** Opening SUPPLIED ENTRIES block **

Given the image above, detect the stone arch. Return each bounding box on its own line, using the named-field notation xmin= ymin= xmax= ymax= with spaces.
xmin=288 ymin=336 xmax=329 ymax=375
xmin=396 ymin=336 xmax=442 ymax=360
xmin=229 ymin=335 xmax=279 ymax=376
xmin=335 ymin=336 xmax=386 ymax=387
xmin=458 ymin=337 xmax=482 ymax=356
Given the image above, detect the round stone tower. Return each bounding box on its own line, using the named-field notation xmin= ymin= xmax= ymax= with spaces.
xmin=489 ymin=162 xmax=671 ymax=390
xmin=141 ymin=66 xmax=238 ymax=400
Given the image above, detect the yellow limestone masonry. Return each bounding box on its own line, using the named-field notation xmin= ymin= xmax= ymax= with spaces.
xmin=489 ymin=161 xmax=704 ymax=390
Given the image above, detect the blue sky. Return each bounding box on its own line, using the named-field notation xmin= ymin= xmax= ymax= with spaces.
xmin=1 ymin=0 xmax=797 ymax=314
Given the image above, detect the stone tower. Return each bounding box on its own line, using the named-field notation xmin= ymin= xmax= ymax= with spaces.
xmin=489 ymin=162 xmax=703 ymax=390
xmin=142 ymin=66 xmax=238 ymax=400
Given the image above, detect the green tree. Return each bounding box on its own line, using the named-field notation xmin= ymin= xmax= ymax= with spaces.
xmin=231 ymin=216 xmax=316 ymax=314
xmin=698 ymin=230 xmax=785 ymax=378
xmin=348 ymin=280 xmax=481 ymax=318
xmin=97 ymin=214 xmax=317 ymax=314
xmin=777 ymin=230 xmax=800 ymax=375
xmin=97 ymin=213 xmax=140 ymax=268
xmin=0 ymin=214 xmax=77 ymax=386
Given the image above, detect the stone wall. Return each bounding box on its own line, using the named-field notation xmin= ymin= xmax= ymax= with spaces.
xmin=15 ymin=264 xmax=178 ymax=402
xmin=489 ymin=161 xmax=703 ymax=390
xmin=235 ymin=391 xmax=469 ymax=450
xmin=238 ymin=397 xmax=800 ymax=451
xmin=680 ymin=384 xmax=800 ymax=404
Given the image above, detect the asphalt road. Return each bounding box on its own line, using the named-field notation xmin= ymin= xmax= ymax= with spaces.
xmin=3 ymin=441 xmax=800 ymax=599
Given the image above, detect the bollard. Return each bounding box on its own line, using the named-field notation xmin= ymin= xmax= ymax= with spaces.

** Closing SUPPLIED ENTRIES block **

REQUIREMENT — Reproduce the records above word for word.

RESPONSE AREA —
Given the image above, detect the stone arch. Return each bounding box on its own line, using the named-field notation xmin= ymin= xmax= ymax= with spaces.
xmin=288 ymin=336 xmax=329 ymax=375
xmin=396 ymin=336 xmax=442 ymax=360
xmin=229 ymin=335 xmax=279 ymax=376
xmin=335 ymin=336 xmax=386 ymax=387
xmin=458 ymin=337 xmax=482 ymax=356
Given the image above, detect the round stone tower. Return each bounding box on its own line, using the named-field notation xmin= ymin= xmax= ymax= with spaces.
xmin=489 ymin=162 xmax=671 ymax=390
xmin=141 ymin=66 xmax=238 ymax=400
Given the image above, detect the yellow limestone masonry. Return each bounding box on its own line, using the named-field notation xmin= ymin= xmax= ymax= with spaces.
xmin=489 ymin=161 xmax=704 ymax=390
Given the image above, detect the blue sky. Return each bounding box on its own line, using the named-field notation xmin= ymin= xmax= ymax= with spaces.
xmin=1 ymin=0 xmax=797 ymax=314
Given the image above, detect the stone tower. Return each bounding box on its own line, using the named-field notation xmin= ymin= xmax= ymax= with spaces.
xmin=489 ymin=162 xmax=703 ymax=390
xmin=142 ymin=66 xmax=238 ymax=400
Given the image above, detect the green tree. Return each bounding box on its own line, using the named-field notation xmin= ymin= xmax= ymax= with spaces.
xmin=231 ymin=216 xmax=316 ymax=314
xmin=698 ymin=230 xmax=785 ymax=378
xmin=348 ymin=280 xmax=481 ymax=318
xmin=97 ymin=214 xmax=317 ymax=314
xmin=777 ymin=230 xmax=800 ymax=375
xmin=97 ymin=213 xmax=140 ymax=268
xmin=0 ymin=214 xmax=77 ymax=386
Given the image above, detect the stone wall. Return each bounding box on its own line, using the named-field notation xmin= ymin= xmax= ymax= with spaces.
xmin=15 ymin=264 xmax=178 ymax=402
xmin=489 ymin=161 xmax=703 ymax=390
xmin=235 ymin=391 xmax=469 ymax=450
xmin=238 ymin=397 xmax=800 ymax=451
xmin=680 ymin=384 xmax=800 ymax=404
Given the image above, detect the asphalt road. Return each bounding box on its own line, using the named-field notation xmin= ymin= xmax= ymax= with spaces.
xmin=3 ymin=441 xmax=800 ymax=599
Given the image above, detect the bollard. Return each bounding box on its own line, using the named-field notation xmin= ymin= xmax= ymax= with spaces.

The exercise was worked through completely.